--- Instructions for the task ---
Using the blog post on mobile data traffic, please explain in one to three sentences why the writer went looking for Craig Moffett's original email.

-------- Excerpt to read --------

Blogs
This morning, I woke up to hear an American Public Media report on how data traffic on U.S. mobile phone networks is doubling every year. Steve Henn of Marketplace was interviewing Chetan Sharma about how data traffic on cell phones will hit an Exabyte by the end of this year. (Henn mentioned that an Exabyte is more than 18,000 times the amount of information contained in all the books ever written, a figure that will wake up pretty much anybody.) Sharma commented that it's not just phones hooking into the mobile phone network, but anything that can be broadband enabled.
This seemingly innocent but dramatic bit of information set the tone for the day. By the time I reached my desk, I had received an email from someone clarifying an earlier email about wireless data growth. (Of course, I had not yet seen the earlier email, but the words "clarification" or "correction" tend to jump out at journalists.)
In the second email, Sanford Bernstein senior analyst Craig Moffett explained that his earlier note about AT&T's mobile network traffic growth of 3,000 percent had omitted the time frame. That growth occurred over the past three years. AT&T's corresponding revenue growth was 166 percent over the same time frame, he added.
All of this led me to track down the original message, which then led to a review of some of Bernstein's latest research. Much of it is centered around consumers' attitudes toward usage-based pricing, but it also hinges on a central question, which is whether revenue will grow faster or slower than capital spending. Now, it's quite clear from quarterly financial reports that operators are raking in a ton of money from wireless services. However, you have to factor in how much operators are spending, too. Moffett & Company say wireless capital spending at AT&T over the past nine months is up 55 percent, while overall wireless revenue grew by 10.5 percent. Of course, one assumes you will get reimbursed later for your network investments, and that's a risk you take, but there's quite a challenge in here too.
After reviewing the Bernstein research, I decided that I haven't appreciated the usage-based pricing conundrum nearly as much as I should. Of course, I was reminded just a week ago what a conundrum this is by my colleague Andrew Berg's recent story about data pricing. I was reminded then and again today how consumers need to be given some kind of clear way to understand their data usage. (A shout out to T-Mobile USA, which tells customers their service may suffer if they go over 5GB of data in a month – it doesn't shut off service or charge extra, but customers may see a difference in their service quality.)

-------- Information given --------

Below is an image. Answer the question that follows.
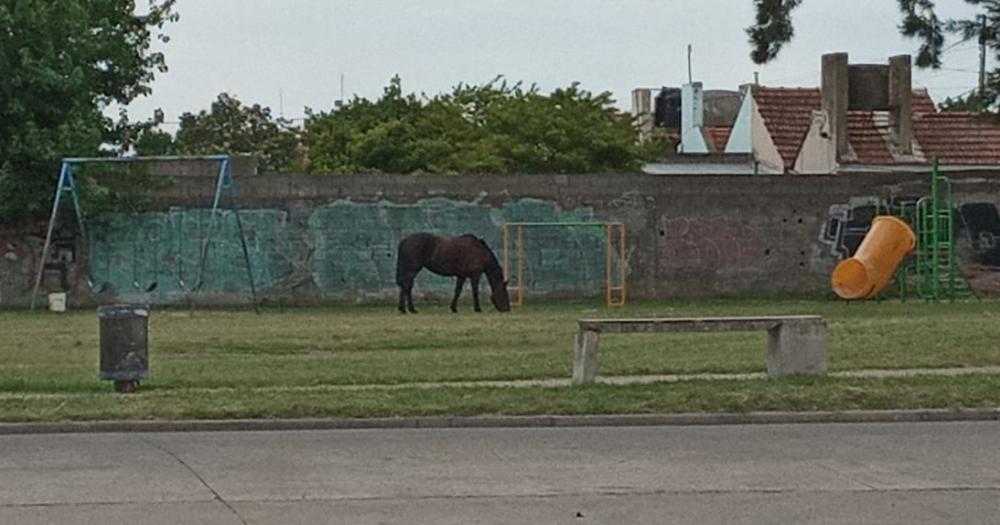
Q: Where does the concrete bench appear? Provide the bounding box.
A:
[573,315,826,385]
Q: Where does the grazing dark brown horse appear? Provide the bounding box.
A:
[396,233,510,314]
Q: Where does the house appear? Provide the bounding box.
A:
[647,53,1000,174]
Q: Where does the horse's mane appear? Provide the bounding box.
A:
[462,233,503,280]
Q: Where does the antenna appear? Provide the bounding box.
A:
[688,44,692,84]
[333,73,344,109]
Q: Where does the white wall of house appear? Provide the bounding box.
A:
[726,88,785,173]
[792,110,837,173]
[725,89,754,154]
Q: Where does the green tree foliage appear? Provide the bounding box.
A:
[148,93,299,172]
[746,0,1000,112]
[304,77,649,173]
[0,0,176,222]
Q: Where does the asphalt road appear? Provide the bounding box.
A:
[0,422,1000,525]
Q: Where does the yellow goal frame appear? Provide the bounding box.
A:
[503,222,626,308]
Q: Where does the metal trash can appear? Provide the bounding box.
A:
[97,304,149,393]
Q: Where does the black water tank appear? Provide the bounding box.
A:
[653,87,681,129]
[97,304,149,392]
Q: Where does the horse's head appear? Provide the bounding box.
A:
[490,281,510,312]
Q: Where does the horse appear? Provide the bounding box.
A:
[396,233,510,314]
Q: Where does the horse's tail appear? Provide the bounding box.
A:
[396,239,406,286]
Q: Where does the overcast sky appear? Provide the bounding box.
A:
[123,0,989,131]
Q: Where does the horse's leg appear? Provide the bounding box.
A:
[451,275,465,313]
[396,268,420,314]
[469,275,483,312]
[406,274,417,314]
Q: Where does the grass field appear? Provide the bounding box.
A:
[0,300,1000,421]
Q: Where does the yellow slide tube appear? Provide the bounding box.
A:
[831,215,917,299]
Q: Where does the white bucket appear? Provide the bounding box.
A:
[49,292,66,312]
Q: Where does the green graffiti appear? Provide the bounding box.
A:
[309,198,605,295]
[90,209,290,294]
[88,198,619,300]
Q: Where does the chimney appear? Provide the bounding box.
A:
[632,88,653,143]
[820,53,847,159]
[677,82,709,153]
[889,55,913,155]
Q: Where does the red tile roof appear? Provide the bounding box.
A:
[910,88,937,118]
[705,126,733,153]
[752,86,1000,170]
[752,86,821,169]
[913,111,1000,164]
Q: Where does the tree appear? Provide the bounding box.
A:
[746,0,1000,111]
[158,93,299,172]
[0,0,177,222]
[304,77,648,173]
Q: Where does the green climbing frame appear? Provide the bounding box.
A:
[913,157,973,302]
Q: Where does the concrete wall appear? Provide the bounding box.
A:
[0,168,1000,306]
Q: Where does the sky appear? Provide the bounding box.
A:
[121,0,991,131]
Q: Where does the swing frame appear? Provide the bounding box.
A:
[31,155,260,312]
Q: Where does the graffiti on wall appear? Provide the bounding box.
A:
[958,202,1000,270]
[78,198,619,300]
[309,198,605,295]
[819,196,1000,289]
[89,209,288,294]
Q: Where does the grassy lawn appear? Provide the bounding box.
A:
[0,300,1000,421]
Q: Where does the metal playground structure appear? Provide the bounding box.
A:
[503,221,627,307]
[31,155,259,310]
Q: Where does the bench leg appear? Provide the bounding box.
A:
[767,321,826,377]
[573,330,598,385]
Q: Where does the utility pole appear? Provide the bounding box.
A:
[977,15,987,111]
[688,44,692,84]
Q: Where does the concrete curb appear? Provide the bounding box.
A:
[0,408,1000,435]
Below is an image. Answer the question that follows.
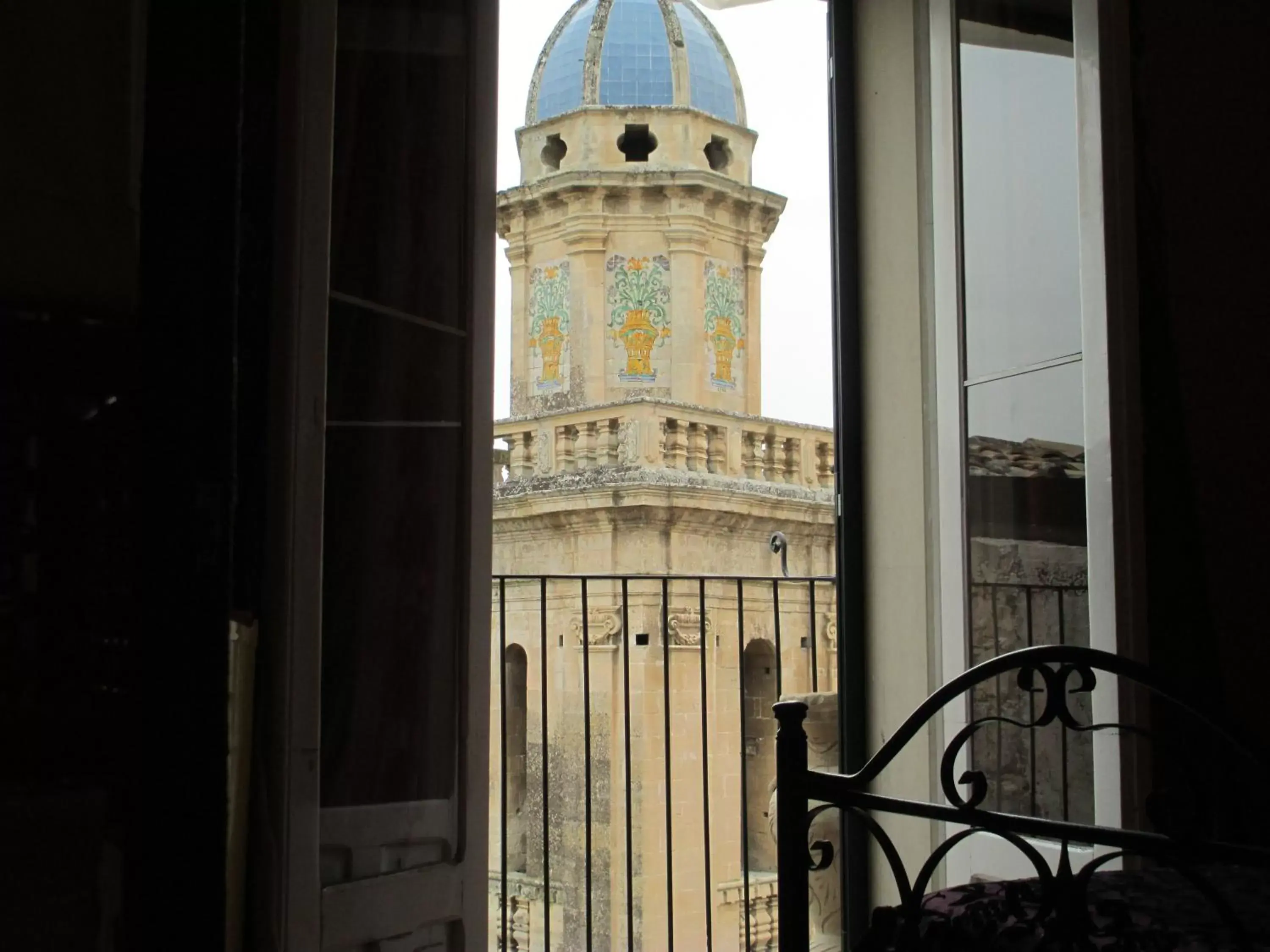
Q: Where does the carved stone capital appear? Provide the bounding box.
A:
[665,608,714,645]
[569,605,622,645]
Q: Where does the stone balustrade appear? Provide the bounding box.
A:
[494,400,833,489]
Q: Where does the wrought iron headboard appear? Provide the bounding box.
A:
[775,645,1270,952]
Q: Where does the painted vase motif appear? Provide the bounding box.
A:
[705,260,745,390]
[538,316,564,385]
[530,261,569,390]
[606,255,671,383]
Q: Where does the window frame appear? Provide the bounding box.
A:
[928,0,1125,881]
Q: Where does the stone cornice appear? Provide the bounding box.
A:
[494,466,833,520]
[498,169,786,216]
[494,396,833,439]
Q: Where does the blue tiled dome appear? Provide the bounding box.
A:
[525,0,745,126]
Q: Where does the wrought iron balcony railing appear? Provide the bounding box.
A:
[489,574,1087,952]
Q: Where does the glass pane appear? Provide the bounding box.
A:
[330,0,467,327]
[321,0,470,807]
[326,298,467,421]
[966,362,1093,823]
[960,33,1081,380]
[321,428,462,806]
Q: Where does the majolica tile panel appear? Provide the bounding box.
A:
[605,254,671,387]
[528,260,570,396]
[704,258,745,391]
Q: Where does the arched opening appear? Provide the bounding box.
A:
[541,132,569,171]
[701,136,732,171]
[617,123,657,162]
[743,638,777,871]
[503,645,530,872]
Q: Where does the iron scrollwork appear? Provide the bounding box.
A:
[776,645,1270,948]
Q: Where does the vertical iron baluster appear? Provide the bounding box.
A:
[662,578,674,952]
[737,579,751,952]
[806,579,820,691]
[1058,588,1071,821]
[991,583,1003,810]
[538,575,551,949]
[772,579,784,701]
[622,579,635,952]
[697,579,714,952]
[776,701,812,952]
[1024,585,1036,816]
[582,578,591,949]
[498,578,507,948]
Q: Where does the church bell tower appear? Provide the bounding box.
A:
[498,0,785,418]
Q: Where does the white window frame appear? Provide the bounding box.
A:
[928,0,1121,885]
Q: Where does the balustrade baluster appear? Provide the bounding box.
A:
[688,423,706,472]
[740,430,762,480]
[706,426,728,473]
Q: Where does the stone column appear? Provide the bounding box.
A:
[744,241,766,416]
[564,218,608,406]
[665,188,716,406]
[507,234,530,416]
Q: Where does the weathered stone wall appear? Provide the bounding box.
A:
[490,473,836,949]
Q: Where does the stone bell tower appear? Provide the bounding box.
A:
[489,0,837,952]
[498,0,785,416]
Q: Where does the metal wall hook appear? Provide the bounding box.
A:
[767,532,790,579]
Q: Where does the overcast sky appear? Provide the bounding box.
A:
[494,0,833,425]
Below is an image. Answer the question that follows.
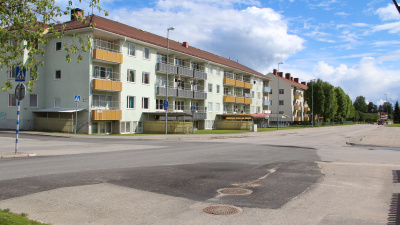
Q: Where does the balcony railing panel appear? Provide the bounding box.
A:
[193,70,207,80]
[263,87,271,92]
[156,62,178,74]
[93,79,122,91]
[178,67,193,77]
[178,89,193,98]
[193,91,207,99]
[263,100,271,105]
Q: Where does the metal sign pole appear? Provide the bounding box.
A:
[15,100,21,154]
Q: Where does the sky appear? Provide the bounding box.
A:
[69,0,400,105]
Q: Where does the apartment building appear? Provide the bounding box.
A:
[267,69,310,124]
[0,9,270,134]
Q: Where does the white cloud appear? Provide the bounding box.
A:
[110,0,304,73]
[375,3,400,21]
[313,57,400,103]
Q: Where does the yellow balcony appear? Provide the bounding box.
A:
[93,49,123,63]
[224,95,235,102]
[244,98,253,104]
[235,97,244,103]
[92,109,122,120]
[244,82,253,89]
[235,80,244,87]
[93,79,122,91]
[224,78,235,85]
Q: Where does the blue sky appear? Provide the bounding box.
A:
[71,0,400,105]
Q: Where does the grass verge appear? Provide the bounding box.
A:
[0,209,49,225]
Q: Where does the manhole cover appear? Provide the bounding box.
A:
[203,205,243,215]
[218,188,253,195]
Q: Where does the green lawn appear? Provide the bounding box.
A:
[0,209,48,225]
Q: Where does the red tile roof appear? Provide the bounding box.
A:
[268,73,308,90]
[64,15,269,79]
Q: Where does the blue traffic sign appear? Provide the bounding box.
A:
[15,66,26,82]
[163,101,169,110]
[74,95,81,103]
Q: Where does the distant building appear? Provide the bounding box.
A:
[267,69,311,124]
[0,9,271,134]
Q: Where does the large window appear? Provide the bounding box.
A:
[128,44,136,56]
[127,69,136,82]
[175,101,185,110]
[126,96,135,109]
[143,48,150,59]
[156,99,164,110]
[142,72,150,84]
[8,94,17,107]
[142,98,149,109]
[29,94,38,108]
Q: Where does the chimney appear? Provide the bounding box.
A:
[71,8,85,21]
[182,41,189,48]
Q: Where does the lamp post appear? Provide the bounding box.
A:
[385,94,389,123]
[276,62,283,130]
[165,27,175,134]
[311,79,315,127]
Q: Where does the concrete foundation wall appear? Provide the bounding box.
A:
[217,120,253,130]
[143,121,193,134]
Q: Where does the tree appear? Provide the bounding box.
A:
[393,101,400,123]
[368,102,378,113]
[353,96,368,112]
[0,0,108,91]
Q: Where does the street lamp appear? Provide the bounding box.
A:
[276,62,283,130]
[165,27,175,134]
[311,79,315,127]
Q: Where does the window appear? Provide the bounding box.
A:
[175,101,185,110]
[56,42,62,51]
[143,48,150,59]
[8,94,17,107]
[142,98,149,109]
[54,70,61,80]
[54,98,61,108]
[142,73,150,84]
[128,44,136,56]
[156,99,164,110]
[29,94,38,108]
[126,96,135,109]
[128,69,135,82]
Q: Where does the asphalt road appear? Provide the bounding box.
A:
[0,125,400,224]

--------

--- Answer area ---
The writer received a second email from Moffett clarifying an earlier note about AT&T's 3,000 percent mobile traffic growth, which had left out the time frame. The writer had not yet seen that earlier email, and words like "clarification" tend to jump out at journalists, so the writer tracked down the original message.